Your instructions: Output all the material that follows, exactly as given.

━━━━━ Dataset records ━━━━━

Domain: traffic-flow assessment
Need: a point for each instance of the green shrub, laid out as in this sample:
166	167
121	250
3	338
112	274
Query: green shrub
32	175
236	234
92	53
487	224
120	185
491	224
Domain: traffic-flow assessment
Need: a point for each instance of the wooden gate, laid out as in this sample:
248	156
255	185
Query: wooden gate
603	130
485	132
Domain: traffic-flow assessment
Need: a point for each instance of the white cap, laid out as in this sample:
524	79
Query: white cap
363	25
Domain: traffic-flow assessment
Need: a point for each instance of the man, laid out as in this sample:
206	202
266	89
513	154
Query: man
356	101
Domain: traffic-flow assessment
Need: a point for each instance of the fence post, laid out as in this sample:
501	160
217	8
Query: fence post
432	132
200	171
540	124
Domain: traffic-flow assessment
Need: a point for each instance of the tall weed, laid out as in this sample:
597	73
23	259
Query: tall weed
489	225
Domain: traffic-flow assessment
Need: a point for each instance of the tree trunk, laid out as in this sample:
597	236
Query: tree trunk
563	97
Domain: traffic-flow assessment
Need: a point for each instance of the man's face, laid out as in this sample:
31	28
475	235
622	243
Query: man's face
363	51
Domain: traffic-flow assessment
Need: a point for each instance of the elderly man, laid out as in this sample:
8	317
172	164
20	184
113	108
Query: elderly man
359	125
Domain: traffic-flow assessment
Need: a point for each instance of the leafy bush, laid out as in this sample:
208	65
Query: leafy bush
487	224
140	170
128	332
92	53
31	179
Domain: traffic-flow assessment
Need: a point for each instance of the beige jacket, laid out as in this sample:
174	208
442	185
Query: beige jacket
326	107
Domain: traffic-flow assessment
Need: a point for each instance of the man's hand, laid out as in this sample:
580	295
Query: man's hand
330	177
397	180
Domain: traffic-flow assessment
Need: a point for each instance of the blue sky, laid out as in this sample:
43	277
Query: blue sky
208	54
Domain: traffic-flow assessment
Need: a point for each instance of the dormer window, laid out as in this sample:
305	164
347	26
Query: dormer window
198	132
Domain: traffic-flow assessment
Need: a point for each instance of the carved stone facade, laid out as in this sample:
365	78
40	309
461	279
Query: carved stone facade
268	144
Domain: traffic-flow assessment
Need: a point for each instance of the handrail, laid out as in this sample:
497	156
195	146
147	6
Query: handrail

━━━━━

Response below:
Domain: traffic-flow assessment
Need: a point for each instance of the green shrub, laid out as in this sample:
166	167
121	250
3	338
112	274
Query: green shrub
32	175
236	234
92	53
487	224
120	185
491	224
Domain: traffic-flow assessment
Need: a point for each instance of the wooden gate, laid out as in this sample:
248	156
255	185
Query: wooden gate
603	130
485	132
Domain: traffic-flow assessment
Need: a point for each instance of the white cap, laid out as in this sample:
524	79
Query: white cap
363	25
Domain: traffic-flow assessment
Need: a point for each instance of the man, laid out as in this sample:
206	202
266	89
513	154
Query: man
356	101
Domain: traffic-flow assessment
Need: a point for each instance of the fence post, laid out as in this sample:
501	160
217	8
Query: fence post
432	132
200	171
540	124
Domain: traffic-flow assessment
Need: a point for each instance of the tall weed, laid out as in this sample:
597	73
23	259
Query: tall weed
489	225
Domain: traffic-flow assessment
Need: a point for each instance of the tree trunk, laid out as in this sample:
597	236
Query: tree trunk
563	97
Domain: traffic-flow assessment
Need: a point for each instance of the man's face, laid out as in this sample:
31	28
475	235
622	243
Query: man's face
363	51
Domain: traffic-flow assessment
Need: a point for each instance of the elderly man, laid out as in this sample:
8	317
172	164
20	184
113	108
Query: elderly man
359	125
Domain: traffic-flow assessment
Need: a point for each instance of the leafy bush, laid out as in this sample:
208	65
Query: leafy bush
487	224
140	170
128	332
92	53
31	179
Domain: traffic-flow assessment
Need: a point for each instance of the beige jacket, laid out as in this sample:
174	208
442	185
Query: beige jacket
326	107
Domain: traffic-flow assessment
Need: a point for each instance of the man's hand, laid out as in this sample:
580	295
Query: man's hand
330	177
397	180
Domain: traffic-flow assessment
Need: a point for each instance of the blue sky, laid out as in this sample:
43	277
Query: blue sky
208	54
Domain: traffic-flow assessment
Need: a point for each instance of the dormer window, laid out as in this sample:
305	164
347	26
Query: dormer window
198	132
Domain: traffic-flow assessment
Need: a point for each instance of the carved stone facade, laid out as in this sample:
365	78
40	309
461	279
Query: carved stone facade
268	144
Domain: traffic-flow assessment
Need: a point for each instance of the handrail, laid out as in this sample:
497	156
195	146
147	6
Query: handrail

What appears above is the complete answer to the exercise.